TASK DESCRIPTION: Convert the data from its first line through the line containing "[0,481,433,796]" into a JSON list of strings, one string per line, leaving out any blank lines.
═══ EXERCISE DATA
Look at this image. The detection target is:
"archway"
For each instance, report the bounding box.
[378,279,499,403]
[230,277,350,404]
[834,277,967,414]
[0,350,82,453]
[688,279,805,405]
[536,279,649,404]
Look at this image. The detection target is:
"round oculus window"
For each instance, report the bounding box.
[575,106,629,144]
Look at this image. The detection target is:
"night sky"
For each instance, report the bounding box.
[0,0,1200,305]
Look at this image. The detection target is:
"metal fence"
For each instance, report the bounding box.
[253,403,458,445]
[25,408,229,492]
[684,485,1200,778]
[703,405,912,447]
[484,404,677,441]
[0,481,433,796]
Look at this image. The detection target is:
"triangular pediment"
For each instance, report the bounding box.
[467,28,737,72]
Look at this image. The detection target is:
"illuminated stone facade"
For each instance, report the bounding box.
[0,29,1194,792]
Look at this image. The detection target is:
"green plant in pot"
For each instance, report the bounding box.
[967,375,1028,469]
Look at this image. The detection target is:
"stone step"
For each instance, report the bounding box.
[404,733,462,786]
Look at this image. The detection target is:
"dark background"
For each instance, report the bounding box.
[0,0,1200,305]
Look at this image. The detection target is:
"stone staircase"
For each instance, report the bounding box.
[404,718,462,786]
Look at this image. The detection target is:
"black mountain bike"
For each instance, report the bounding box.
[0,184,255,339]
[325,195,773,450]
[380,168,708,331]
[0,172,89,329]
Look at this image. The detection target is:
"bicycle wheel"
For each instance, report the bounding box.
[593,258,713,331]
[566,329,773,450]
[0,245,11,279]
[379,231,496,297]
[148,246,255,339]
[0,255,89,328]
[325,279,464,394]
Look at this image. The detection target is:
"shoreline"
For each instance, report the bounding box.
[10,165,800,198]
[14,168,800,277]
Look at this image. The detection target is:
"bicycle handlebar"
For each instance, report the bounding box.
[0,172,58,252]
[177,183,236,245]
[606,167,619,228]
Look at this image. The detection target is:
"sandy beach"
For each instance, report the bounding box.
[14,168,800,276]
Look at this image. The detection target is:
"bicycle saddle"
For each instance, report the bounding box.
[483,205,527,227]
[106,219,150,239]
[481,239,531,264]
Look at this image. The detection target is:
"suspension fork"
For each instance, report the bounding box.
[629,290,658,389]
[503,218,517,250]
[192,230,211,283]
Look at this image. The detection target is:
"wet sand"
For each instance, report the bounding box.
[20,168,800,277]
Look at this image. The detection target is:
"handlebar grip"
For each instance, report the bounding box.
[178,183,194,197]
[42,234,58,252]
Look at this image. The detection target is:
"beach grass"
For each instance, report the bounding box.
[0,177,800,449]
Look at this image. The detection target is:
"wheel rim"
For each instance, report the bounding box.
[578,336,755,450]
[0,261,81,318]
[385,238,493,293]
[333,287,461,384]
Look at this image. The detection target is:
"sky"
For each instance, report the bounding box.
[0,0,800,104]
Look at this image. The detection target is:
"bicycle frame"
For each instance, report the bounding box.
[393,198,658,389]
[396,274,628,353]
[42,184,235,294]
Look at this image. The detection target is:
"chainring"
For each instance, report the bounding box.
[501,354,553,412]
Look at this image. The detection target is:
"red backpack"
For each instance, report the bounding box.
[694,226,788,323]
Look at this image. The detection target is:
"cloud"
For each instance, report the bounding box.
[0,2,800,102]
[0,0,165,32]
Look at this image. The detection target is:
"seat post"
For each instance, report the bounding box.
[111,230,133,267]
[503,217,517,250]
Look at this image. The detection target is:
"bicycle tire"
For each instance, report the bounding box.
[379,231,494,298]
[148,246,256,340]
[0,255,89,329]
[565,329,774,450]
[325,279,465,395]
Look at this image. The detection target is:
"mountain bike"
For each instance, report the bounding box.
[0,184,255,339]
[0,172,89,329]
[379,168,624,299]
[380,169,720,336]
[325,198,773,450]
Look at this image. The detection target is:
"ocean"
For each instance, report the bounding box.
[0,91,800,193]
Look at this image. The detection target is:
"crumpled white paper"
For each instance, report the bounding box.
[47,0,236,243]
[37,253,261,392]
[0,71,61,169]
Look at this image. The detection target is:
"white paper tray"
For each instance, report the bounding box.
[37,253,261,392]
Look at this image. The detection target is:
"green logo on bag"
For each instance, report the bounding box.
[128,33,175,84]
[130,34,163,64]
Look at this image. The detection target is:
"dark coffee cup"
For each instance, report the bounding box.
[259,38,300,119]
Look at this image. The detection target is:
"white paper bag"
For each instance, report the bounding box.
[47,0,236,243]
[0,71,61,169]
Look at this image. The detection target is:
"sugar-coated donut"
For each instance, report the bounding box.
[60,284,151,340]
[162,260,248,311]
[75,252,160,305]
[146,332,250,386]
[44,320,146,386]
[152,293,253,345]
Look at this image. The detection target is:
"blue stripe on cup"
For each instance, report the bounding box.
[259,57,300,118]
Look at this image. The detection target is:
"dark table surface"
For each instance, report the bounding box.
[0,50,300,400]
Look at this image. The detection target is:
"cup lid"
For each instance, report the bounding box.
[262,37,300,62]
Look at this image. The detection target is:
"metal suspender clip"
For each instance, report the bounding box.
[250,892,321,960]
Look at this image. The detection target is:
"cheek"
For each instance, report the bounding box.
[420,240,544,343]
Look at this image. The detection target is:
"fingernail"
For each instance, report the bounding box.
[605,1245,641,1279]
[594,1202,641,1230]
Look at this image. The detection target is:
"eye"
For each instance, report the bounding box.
══════
RESPONSE TO THE TASK:
[
  "Look at this image. The detection target is:",
  "\"archway\"",
  "For each instance, report the bounding box.",
  "[378,279,499,403]",
  "[230,277,350,404]",
  "[834,277,967,414]",
  "[0,350,82,453]",
  "[688,279,805,405]",
  "[536,279,649,404]",
  "Look at this image. The detection target is:",
  "\"round oculus window\"",
  "For each instance, report the bounding box.",
  "[575,106,629,144]",
  "Look at this image. The detection target is:",
  "\"night sky\"",
  "For each instance, report the bounding box.",
  "[0,0,1200,305]",
  "Look at this image. The detection target is:",
  "\"metal fence\"",
  "For each instance, report the bounding box.",
  "[253,403,458,445]",
  "[25,408,229,492]",
  "[684,485,1200,778]",
  "[703,405,912,447]",
  "[484,404,677,441]",
  "[0,481,433,796]"
]